Grundstücksübertragung: Schuldübernahme kann hohe Steuern auslösen
Wenn eine vermietete Immobilie auf Sohn oder Tochter übertragen wird, müssen diese mitunter die Schulden übernehmen, die noch auf der Immobilie lasten. Der Bundesfinanzhof hat nun entschieden, dass ein solcher Vorgang als privates Veräußerungsgeschäft zu werten ist und gegebenenfalls die so genannte Spekulationsbesteuerung auslösen kann. Konkret lautet das Urteil: Wird ein Grundstück innerhalb von zehn Jahren nach der Anschaffung übertragen und übernimmt der neue Eigentümer die auf dem Grundstück lastenden Schulden, liegt ein steuerbares privates Veräußerungsgeschäft vor (BFH-Urteil vom 11.3.2025, IX R 17/24). Der BFH hat damit ein Urteil des Niedersächsischen Finanzgerichts aufgehoben. Dieses war der Ansicht, dass teilentgeltliche Übertragungen von Immobilien auf Kinder unterhalb der historischen Anschaffungskosten die Spekulationsbesteuerung nicht auslösen können (Niedersächsisches FG, Urteil vom 29.5.2024, 3 K 36/24).
------------------------------------------------
> **IHRE AUFGABE**:
Beantworten Sie diese Fragen zum Text über die Grundstücksübertragung:
1. Innerhalb welcher Frist nach der Anschaffung muss ein Grundstück übertragen werden, damit bei Schuldübernahme ein steuerbares privates Veräußerungsgeschäft vorliegt?
2. Welches Aktenzeichen trägt das Urteil des Bundesfinanzhofs?
3. Welches Gericht hatte das vom BFH aufgehobene Urteil gefällt?
------------------------------------------------
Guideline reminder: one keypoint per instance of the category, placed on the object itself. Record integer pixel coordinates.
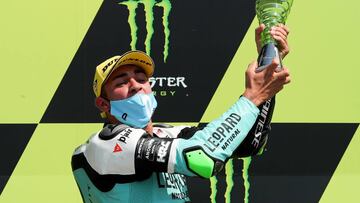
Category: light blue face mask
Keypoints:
(135, 111)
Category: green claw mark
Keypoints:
(166, 5)
(246, 164)
(213, 182)
(229, 172)
(149, 19)
(132, 6)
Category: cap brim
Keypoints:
(137, 58)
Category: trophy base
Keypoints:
(268, 53)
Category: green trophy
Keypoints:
(270, 13)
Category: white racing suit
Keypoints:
(124, 164)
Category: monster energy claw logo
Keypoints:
(229, 172)
(149, 5)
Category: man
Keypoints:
(132, 160)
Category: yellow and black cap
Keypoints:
(104, 70)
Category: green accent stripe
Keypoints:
(229, 172)
(246, 164)
(213, 188)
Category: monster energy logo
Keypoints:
(229, 172)
(149, 5)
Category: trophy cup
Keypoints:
(270, 13)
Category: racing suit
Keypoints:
(125, 164)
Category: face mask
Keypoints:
(135, 111)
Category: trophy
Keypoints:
(270, 13)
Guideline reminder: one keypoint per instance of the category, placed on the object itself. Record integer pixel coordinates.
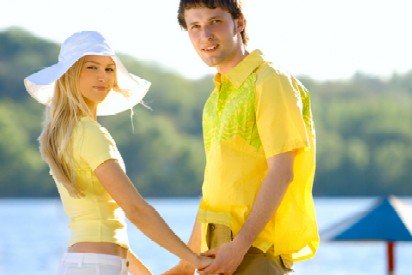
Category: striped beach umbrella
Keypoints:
(388, 220)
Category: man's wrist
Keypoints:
(242, 244)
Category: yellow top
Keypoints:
(95, 217)
(256, 112)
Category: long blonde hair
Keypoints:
(62, 116)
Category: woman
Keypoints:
(89, 80)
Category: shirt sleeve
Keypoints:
(279, 115)
(95, 144)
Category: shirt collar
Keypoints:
(241, 71)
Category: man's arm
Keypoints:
(280, 174)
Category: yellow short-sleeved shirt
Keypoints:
(95, 217)
(256, 112)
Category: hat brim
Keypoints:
(41, 86)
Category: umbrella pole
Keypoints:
(391, 257)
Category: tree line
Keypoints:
(364, 129)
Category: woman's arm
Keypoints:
(136, 267)
(143, 215)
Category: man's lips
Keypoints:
(210, 48)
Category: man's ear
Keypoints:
(240, 24)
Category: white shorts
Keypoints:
(92, 264)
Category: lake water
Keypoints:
(34, 233)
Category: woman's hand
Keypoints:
(203, 262)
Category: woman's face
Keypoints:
(97, 77)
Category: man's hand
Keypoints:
(182, 268)
(227, 258)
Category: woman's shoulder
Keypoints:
(89, 128)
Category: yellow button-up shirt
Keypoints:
(256, 112)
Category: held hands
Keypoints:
(227, 258)
(185, 268)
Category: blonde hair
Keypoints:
(62, 116)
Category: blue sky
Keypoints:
(323, 39)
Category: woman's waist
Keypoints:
(99, 248)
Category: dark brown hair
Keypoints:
(234, 7)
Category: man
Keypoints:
(256, 215)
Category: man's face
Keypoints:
(215, 35)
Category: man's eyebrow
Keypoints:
(95, 62)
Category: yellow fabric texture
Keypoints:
(95, 217)
(256, 112)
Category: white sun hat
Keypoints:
(40, 85)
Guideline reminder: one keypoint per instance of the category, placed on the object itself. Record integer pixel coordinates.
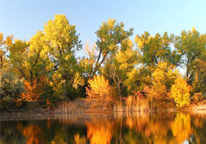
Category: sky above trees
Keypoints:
(23, 18)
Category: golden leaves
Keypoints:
(180, 91)
(99, 89)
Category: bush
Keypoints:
(11, 88)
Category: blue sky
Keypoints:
(23, 18)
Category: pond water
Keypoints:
(149, 128)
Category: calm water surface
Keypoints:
(166, 128)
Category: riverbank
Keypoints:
(82, 108)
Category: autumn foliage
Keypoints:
(99, 89)
(180, 91)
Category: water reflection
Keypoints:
(149, 128)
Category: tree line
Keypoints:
(46, 68)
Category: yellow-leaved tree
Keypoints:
(99, 89)
(180, 91)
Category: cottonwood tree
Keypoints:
(110, 35)
(191, 45)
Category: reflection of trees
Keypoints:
(80, 140)
(181, 127)
(198, 129)
(160, 128)
(99, 131)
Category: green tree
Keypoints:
(109, 36)
(5, 44)
(118, 65)
(61, 43)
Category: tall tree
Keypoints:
(61, 43)
(192, 46)
(5, 44)
(156, 48)
(109, 36)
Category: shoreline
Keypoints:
(44, 114)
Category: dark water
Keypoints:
(165, 128)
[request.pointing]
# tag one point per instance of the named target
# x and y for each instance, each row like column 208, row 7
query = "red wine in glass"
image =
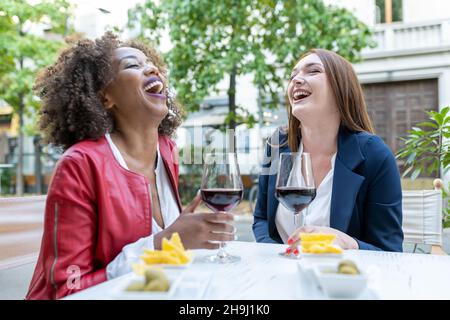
column 295, row 198
column 221, row 190
column 221, row 199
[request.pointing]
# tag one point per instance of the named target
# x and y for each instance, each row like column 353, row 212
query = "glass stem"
column 221, row 253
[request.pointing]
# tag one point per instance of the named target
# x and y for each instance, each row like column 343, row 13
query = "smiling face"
column 137, row 91
column 309, row 91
------------------------------------------------
> **LÖSUNG**:
1. Innerhalb von zehn Jahren nach der Anschaffung.
2. IX R 17/24.
3. Das Niedersächsische Finanzgericht.